## Work required
Pull out every line of the items below that contains the string "riverbank", and keep in mind that case counts.

(Object pointing dataset rows)
§ §

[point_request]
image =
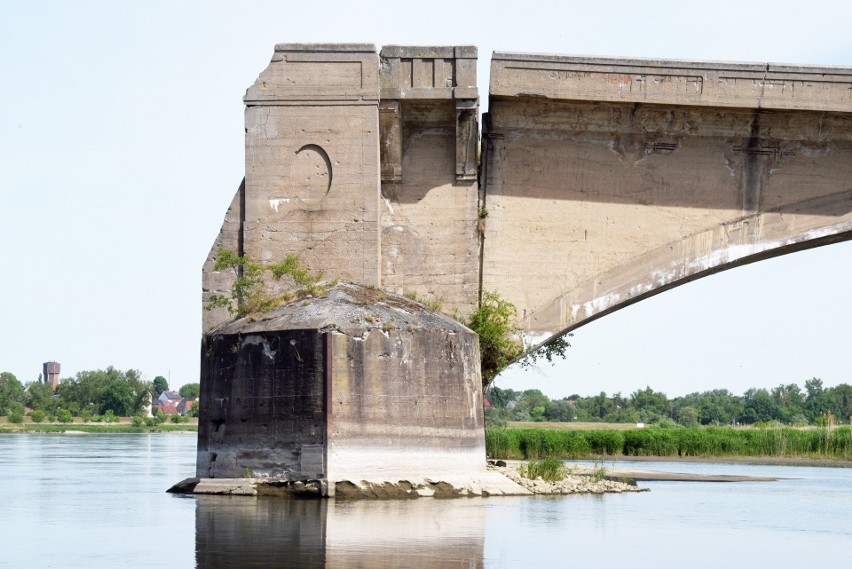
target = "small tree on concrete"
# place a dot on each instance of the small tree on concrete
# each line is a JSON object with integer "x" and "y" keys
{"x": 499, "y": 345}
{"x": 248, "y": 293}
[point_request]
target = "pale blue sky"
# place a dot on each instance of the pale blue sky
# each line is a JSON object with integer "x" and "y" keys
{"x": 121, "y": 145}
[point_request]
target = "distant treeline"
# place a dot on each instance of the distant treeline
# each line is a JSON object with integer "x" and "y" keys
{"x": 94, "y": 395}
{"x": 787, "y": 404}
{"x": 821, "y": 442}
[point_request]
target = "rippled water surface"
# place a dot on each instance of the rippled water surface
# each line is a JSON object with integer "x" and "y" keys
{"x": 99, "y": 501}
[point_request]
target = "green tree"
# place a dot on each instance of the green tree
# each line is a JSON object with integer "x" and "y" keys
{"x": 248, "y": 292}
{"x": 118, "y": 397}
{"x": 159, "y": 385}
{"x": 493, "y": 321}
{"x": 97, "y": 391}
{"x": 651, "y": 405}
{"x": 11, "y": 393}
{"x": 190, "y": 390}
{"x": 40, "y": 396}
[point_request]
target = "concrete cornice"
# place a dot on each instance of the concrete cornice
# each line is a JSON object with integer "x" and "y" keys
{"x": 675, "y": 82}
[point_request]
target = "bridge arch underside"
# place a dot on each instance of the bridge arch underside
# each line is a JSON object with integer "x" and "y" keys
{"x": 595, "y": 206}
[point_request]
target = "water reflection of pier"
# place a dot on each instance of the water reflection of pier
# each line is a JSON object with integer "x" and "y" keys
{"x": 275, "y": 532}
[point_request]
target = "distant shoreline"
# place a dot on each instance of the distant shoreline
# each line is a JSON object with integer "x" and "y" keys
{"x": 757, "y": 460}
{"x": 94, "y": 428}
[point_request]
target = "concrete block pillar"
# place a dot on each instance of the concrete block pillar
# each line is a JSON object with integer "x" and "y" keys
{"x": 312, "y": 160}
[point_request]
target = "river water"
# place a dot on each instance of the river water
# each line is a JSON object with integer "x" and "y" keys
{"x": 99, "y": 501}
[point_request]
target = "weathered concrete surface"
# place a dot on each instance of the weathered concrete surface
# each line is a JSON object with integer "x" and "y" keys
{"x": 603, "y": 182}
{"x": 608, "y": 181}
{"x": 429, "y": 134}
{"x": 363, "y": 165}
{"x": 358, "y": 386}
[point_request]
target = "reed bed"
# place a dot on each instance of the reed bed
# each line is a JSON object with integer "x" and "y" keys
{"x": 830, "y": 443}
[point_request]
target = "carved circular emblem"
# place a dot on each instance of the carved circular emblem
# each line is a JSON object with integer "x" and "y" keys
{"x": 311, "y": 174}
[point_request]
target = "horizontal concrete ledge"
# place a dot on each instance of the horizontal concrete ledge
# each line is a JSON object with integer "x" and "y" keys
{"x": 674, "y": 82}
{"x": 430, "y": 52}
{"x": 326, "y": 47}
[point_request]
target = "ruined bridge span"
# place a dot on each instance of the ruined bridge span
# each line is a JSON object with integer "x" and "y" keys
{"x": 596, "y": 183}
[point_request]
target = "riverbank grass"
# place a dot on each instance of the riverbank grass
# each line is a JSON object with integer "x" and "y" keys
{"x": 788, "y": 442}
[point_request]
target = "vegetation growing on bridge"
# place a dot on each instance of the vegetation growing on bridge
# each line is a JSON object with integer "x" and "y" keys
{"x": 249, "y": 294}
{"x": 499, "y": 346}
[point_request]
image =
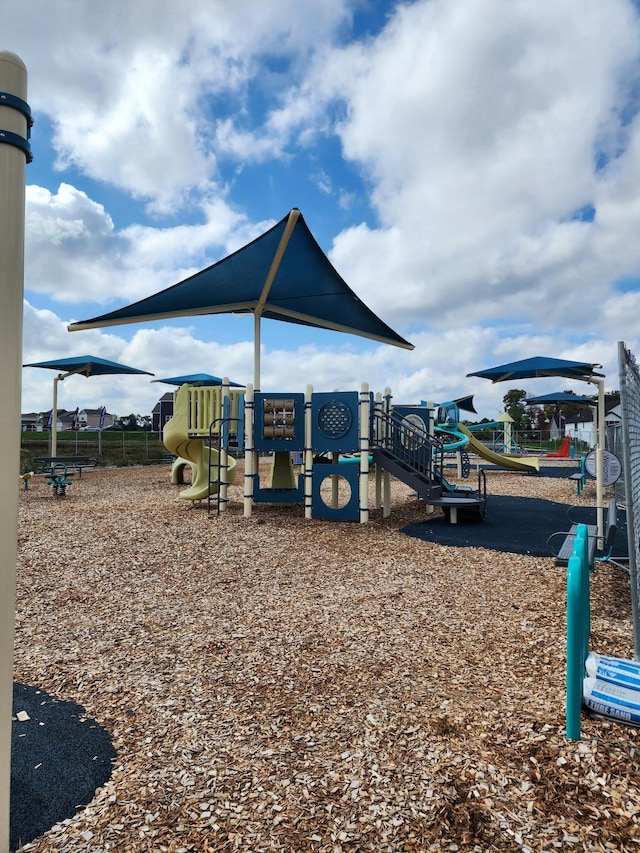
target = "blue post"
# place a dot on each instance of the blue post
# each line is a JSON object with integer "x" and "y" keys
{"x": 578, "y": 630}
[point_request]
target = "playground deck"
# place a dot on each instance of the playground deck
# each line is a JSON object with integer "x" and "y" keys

§ §

## Expected answer
target = "riverbank grass"
# place a dot on each instance of the riverbank grass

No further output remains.